* **作業内容**: 以下のレコードのうち、文字列「tiled」を含む行をすべて選び、一字一句変えずに書き写してください。

* **コレクションから抜粋したレコード**:
........
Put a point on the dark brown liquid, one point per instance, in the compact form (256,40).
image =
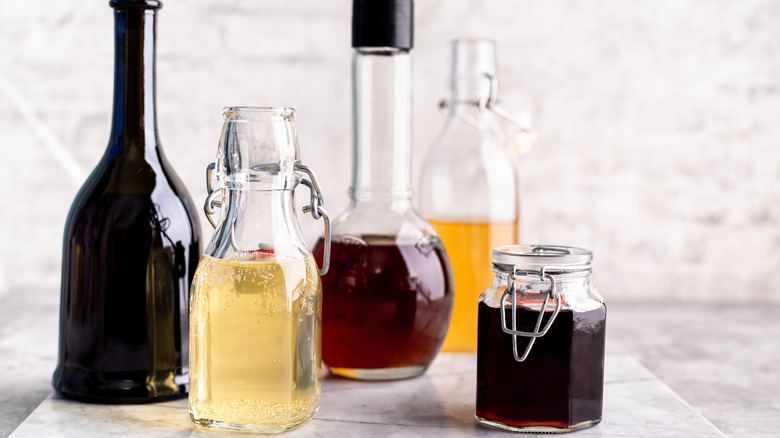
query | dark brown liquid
(385,304)
(561,382)
(130,249)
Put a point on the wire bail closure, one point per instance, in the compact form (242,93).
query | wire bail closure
(489,103)
(317,210)
(316,205)
(551,292)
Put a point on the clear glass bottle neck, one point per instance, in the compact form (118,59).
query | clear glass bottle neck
(382,127)
(134,122)
(258,221)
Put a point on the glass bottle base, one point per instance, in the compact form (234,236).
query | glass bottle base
(125,387)
(396,373)
(534,428)
(254,428)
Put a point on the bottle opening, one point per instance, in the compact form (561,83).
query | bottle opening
(252,113)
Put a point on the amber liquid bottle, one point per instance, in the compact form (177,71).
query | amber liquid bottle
(387,297)
(469,187)
(130,249)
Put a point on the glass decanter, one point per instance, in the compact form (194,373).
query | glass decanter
(388,296)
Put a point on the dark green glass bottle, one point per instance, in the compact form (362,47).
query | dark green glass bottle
(131,245)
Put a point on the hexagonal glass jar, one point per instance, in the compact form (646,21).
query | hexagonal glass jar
(540,355)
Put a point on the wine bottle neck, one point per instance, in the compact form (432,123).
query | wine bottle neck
(382,120)
(134,123)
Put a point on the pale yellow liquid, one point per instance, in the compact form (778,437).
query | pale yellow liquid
(255,343)
(469,247)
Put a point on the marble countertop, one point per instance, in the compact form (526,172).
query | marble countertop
(723,362)
(439,403)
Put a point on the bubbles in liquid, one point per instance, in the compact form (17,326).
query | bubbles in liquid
(255,357)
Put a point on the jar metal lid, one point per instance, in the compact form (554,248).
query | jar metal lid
(537,257)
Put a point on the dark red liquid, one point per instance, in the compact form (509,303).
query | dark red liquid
(560,384)
(385,304)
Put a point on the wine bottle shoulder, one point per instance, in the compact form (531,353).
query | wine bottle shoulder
(126,182)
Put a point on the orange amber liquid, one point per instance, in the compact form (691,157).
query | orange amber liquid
(469,245)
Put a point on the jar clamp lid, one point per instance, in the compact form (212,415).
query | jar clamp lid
(546,262)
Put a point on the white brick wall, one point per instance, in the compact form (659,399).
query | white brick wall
(657,120)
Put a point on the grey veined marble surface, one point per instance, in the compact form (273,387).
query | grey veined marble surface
(437,404)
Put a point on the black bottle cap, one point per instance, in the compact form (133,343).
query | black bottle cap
(383,23)
(135,4)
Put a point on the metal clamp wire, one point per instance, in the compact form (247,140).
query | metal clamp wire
(317,210)
(536,333)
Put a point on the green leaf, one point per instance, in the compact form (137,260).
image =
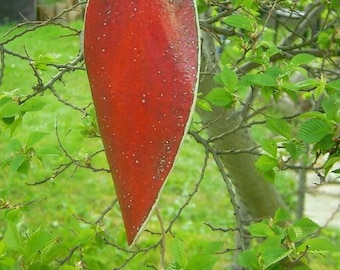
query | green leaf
(295,233)
(295,150)
(201,262)
(35,137)
(302,59)
(203,104)
(12,238)
(51,252)
(4,100)
(16,162)
(331,106)
(49,151)
(248,259)
(229,79)
(307,225)
(329,163)
(333,85)
(239,21)
(326,143)
(281,215)
(305,85)
(9,110)
(84,235)
(274,255)
(260,230)
(219,97)
(36,242)
(270,147)
(261,80)
(313,130)
(15,146)
(24,167)
(265,163)
(279,126)
(318,245)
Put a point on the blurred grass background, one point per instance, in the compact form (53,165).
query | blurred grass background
(63,204)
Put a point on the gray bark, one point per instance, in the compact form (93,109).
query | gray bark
(258,195)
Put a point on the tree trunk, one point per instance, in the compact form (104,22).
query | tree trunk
(258,195)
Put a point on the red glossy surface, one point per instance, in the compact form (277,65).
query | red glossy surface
(142,63)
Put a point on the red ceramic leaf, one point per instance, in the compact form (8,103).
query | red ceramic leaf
(142,63)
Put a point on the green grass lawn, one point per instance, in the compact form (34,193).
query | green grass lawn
(61,205)
(64,204)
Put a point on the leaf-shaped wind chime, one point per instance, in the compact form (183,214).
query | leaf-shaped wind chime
(142,59)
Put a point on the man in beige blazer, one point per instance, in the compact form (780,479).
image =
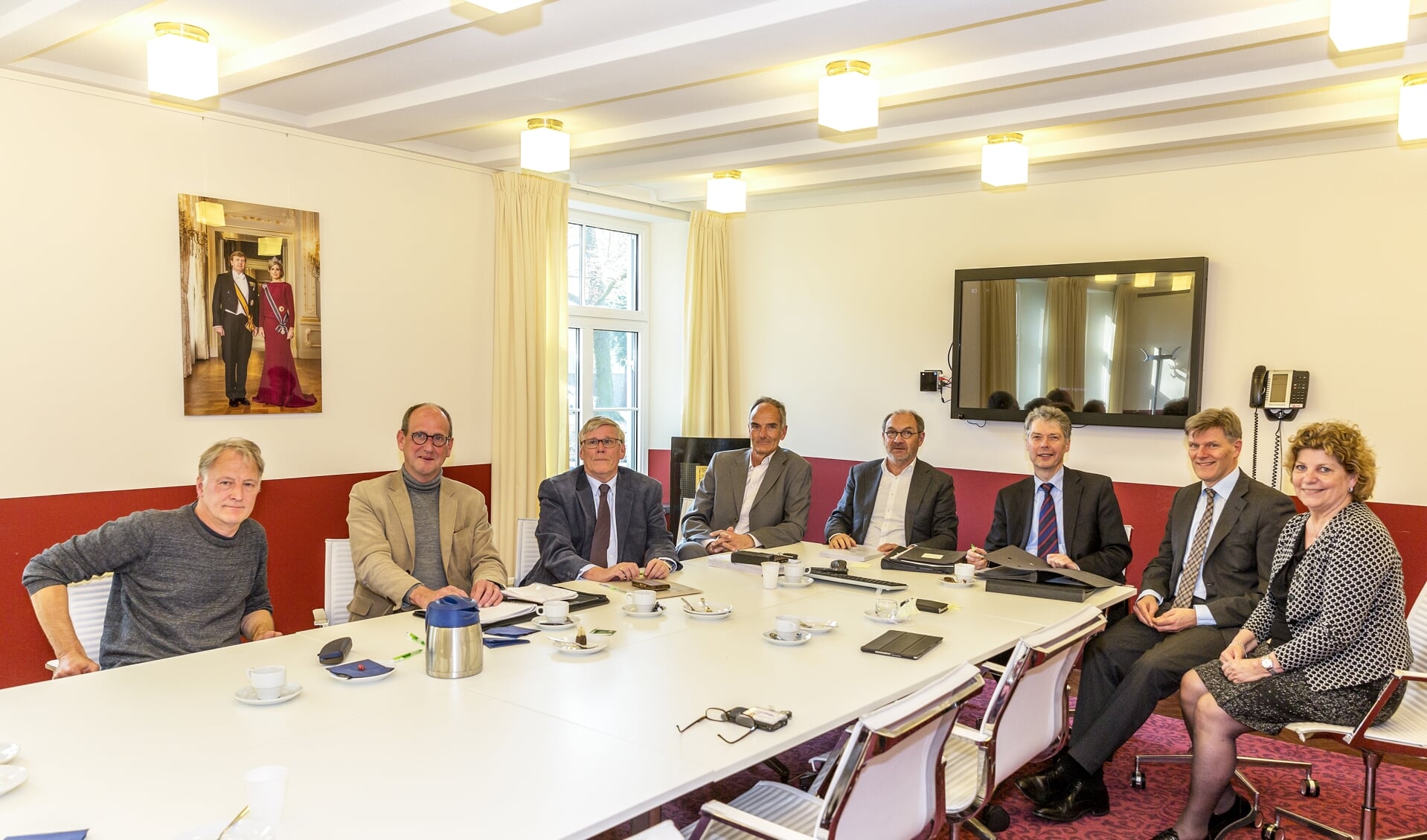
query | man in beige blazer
(417,535)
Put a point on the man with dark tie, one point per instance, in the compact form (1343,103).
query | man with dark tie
(234,301)
(601,521)
(1062,515)
(898,499)
(1210,571)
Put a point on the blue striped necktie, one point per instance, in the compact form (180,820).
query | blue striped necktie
(1048,536)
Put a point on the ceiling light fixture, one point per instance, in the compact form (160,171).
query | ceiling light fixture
(544,146)
(848,96)
(1411,107)
(1356,25)
(182,62)
(727,193)
(1005,160)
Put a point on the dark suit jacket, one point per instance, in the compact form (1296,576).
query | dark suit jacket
(780,514)
(931,505)
(1239,552)
(1092,528)
(565,531)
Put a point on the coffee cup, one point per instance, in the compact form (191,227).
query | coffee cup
(554,612)
(267,682)
(643,600)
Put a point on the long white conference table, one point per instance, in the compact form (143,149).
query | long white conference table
(541,745)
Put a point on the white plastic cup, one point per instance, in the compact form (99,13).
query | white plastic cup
(266,788)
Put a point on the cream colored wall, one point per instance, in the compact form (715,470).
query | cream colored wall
(90,382)
(1315,264)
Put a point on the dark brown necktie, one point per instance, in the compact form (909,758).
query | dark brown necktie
(600,551)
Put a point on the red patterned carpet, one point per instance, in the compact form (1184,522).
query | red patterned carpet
(1141,813)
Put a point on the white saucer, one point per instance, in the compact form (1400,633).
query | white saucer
(12,778)
(247,695)
(818,625)
(568,647)
(628,611)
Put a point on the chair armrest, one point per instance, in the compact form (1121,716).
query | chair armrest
(758,826)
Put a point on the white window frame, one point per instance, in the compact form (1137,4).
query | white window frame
(590,318)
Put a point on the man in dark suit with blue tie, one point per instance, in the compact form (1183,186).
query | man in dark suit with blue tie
(1210,571)
(898,499)
(601,521)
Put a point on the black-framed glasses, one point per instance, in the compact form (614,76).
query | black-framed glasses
(722,716)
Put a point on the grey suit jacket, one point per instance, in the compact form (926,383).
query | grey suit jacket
(1239,552)
(565,531)
(780,514)
(931,505)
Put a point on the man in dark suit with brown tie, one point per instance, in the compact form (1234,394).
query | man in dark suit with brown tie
(1210,571)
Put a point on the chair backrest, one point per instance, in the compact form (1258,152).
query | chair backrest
(341,580)
(1027,712)
(527,549)
(889,782)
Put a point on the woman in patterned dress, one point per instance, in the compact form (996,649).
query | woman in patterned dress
(1323,641)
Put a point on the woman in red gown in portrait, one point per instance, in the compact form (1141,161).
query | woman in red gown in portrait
(276,323)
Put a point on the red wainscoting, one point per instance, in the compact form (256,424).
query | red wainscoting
(300,514)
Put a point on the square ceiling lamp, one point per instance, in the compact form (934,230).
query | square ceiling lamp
(182,62)
(1005,160)
(727,193)
(1411,107)
(1356,25)
(848,96)
(544,146)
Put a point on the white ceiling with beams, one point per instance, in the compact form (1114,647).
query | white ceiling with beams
(657,94)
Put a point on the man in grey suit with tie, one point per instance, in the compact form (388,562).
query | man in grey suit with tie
(755,497)
(601,521)
(898,499)
(1210,571)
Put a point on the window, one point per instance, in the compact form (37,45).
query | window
(609,324)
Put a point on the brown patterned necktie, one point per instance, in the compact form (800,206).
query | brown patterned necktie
(1189,575)
(600,551)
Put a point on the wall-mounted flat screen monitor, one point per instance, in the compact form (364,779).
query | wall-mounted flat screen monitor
(1111,342)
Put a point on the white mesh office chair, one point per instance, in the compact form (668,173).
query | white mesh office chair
(888,782)
(1027,719)
(1405,734)
(89,603)
(527,549)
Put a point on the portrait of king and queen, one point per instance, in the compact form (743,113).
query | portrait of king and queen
(251,327)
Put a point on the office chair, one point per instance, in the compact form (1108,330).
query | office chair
(888,782)
(1027,720)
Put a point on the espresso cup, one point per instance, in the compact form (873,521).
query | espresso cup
(554,612)
(267,682)
(643,600)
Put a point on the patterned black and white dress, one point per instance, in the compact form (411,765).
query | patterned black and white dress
(1335,618)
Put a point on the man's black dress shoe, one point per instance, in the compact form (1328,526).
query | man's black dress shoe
(1083,796)
(1049,785)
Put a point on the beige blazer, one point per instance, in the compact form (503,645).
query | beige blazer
(382,539)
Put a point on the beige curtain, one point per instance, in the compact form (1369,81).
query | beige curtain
(528,417)
(1065,336)
(707,411)
(1123,294)
(998,337)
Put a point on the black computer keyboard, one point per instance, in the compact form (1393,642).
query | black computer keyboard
(825,574)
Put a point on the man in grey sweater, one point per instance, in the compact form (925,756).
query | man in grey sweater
(185,581)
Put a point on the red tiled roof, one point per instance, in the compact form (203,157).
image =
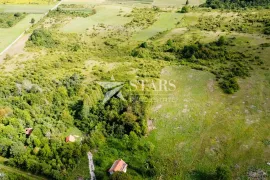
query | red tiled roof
(118,165)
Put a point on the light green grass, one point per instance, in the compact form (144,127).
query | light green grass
(15,171)
(177,3)
(166,21)
(81,170)
(204,127)
(106,15)
(8,35)
(34,9)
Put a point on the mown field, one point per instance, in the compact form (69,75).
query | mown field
(217,116)
(8,35)
(27,1)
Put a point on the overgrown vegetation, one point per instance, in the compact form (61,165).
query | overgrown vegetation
(56,94)
(233,4)
(42,37)
(8,20)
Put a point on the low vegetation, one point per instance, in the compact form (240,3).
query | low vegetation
(232,4)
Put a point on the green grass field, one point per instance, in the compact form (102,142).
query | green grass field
(106,14)
(27,1)
(177,2)
(34,9)
(203,128)
(8,35)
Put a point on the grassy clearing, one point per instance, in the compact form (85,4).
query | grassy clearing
(177,3)
(166,21)
(27,1)
(34,9)
(204,128)
(8,35)
(18,173)
(107,15)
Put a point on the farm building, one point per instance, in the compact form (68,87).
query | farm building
(118,165)
(70,138)
(28,131)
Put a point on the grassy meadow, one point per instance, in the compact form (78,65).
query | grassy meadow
(195,128)
(8,35)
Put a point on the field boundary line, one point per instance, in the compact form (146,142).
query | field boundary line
(11,44)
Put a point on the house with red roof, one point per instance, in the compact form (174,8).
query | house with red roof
(118,165)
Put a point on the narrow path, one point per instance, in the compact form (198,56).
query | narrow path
(91,166)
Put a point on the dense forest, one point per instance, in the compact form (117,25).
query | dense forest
(232,4)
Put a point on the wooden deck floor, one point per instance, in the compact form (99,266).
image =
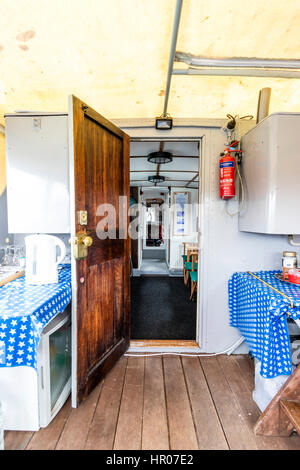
........
* **解答は以下**:
Put a point on the red tiled roof, one point per instance, in the compact form (203,157).
query | red tiled roof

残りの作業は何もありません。